- _The problem_
Rewrite every line between the lines holding "Could you please locate the wooden railing" and "<point>232,158</point>", inclusive, keeping each item's wording unchanged. Scale each coordinate in the answers by 1.55 and round it to a whole number, with halves rounded up.

- _Data supplied_
★ ★ ★ ★ ★ ★ ★
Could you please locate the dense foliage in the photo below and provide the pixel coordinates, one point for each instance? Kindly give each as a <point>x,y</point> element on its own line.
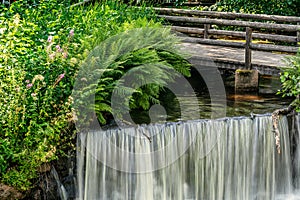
<point>271,7</point>
<point>42,46</point>
<point>290,79</point>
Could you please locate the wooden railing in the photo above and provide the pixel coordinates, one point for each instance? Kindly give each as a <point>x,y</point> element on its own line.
<point>256,26</point>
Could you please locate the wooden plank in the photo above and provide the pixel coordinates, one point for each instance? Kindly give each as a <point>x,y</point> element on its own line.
<point>188,30</point>
<point>272,37</point>
<point>212,42</point>
<point>257,25</point>
<point>248,38</point>
<point>228,15</point>
<point>269,47</point>
<point>206,28</point>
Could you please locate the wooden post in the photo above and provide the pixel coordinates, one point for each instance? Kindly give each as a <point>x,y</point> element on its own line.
<point>248,48</point>
<point>298,36</point>
<point>206,28</point>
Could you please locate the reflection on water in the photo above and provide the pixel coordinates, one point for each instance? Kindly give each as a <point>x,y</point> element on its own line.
<point>182,107</point>
<point>236,105</point>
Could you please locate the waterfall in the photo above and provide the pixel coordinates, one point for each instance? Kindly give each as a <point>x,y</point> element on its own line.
<point>231,158</point>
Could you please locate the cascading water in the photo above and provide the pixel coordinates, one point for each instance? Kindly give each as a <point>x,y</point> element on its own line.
<point>232,158</point>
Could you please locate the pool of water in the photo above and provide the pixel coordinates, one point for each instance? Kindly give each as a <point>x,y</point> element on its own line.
<point>236,105</point>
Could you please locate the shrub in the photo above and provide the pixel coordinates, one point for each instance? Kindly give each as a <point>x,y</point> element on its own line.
<point>290,79</point>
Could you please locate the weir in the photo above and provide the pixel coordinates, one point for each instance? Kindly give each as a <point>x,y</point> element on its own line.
<point>230,158</point>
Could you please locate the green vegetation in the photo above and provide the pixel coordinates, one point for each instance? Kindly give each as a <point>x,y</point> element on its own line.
<point>42,46</point>
<point>290,79</point>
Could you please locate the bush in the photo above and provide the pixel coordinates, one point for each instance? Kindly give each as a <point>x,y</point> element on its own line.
<point>290,79</point>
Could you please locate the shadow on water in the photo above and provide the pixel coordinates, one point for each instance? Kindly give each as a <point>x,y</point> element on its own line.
<point>247,104</point>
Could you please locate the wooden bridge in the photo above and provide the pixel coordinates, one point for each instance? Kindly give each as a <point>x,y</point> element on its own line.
<point>252,41</point>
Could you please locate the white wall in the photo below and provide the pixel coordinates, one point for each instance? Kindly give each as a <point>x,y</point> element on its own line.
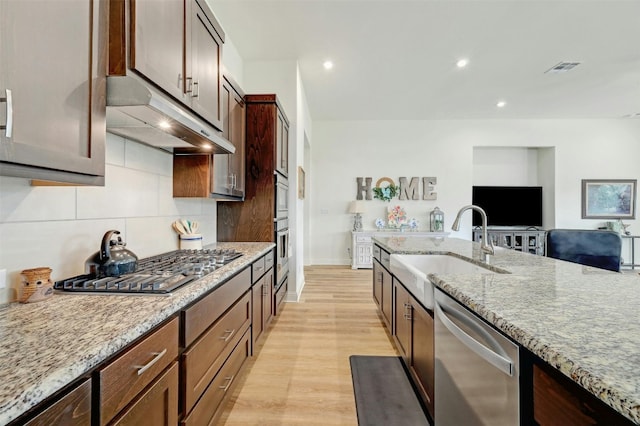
★ ★ ★ ★ ★ ★ ★
- _Task output_
Could you please locate the wooden railing in the photo above and provide the pixel coordinates, one point for each instance? Kindly give each as a <point>x,y</point> element on its own line.
<point>397,40</point>
Could you please locate the wooden plank in the photo above and provide the pixel coordinates, one point for each instance? Kindly give each as a <point>x,y</point> element on its own line.
<point>291,47</point>
<point>422,57</point>
<point>329,65</point>
<point>398,39</point>
<point>384,59</point>
<point>353,23</point>
<point>417,73</point>
<point>319,43</point>
Could you please locate the wooden post in the photo above and provide the pixel coordinates, one point for each instance? Kindly give each as a <point>x,y</point> element on its own line.
<point>384,74</point>
<point>462,56</point>
<point>319,43</point>
Could you please locate the reflection on water in the photo above and provide the pixel coordinates, one point for each instance? Kindly give each as a <point>x,y</point> element on its own line.
<point>282,166</point>
<point>366,163</point>
Could you please locate the waterfall in the photo above and provide the pixel coordinates, one point for each instance? Kindly give each as a <point>x,y</point> element on its own line.
<point>358,245</point>
Could you please locate the cascading water in the photo above and provide the pixel coordinates, one point for each instance? Kindly give each as a <point>x,y</point> element on its own line.
<point>360,245</point>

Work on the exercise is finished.